Point annotations on photos:

+ + + + +

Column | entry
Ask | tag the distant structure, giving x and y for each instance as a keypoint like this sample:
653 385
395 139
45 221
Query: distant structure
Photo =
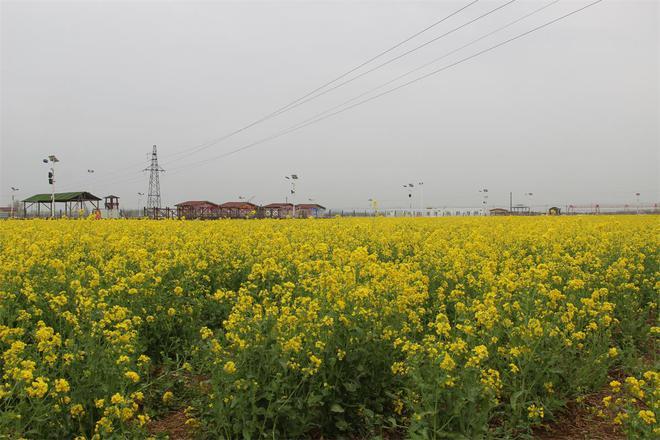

+ + + + +

**The request**
Convert each line of the entries above into a JSON list of strings, one string per line, with blank lines dropped. Leave the pictures out of the output.

**Full answer**
[
  "Column | entry",
  "Ask | tag the distant structure, giving x and y for each instance as a keypoint like this sample:",
  "653 385",
  "395 139",
  "45 221",
  "Query: distant structure",
  "Photo ="
]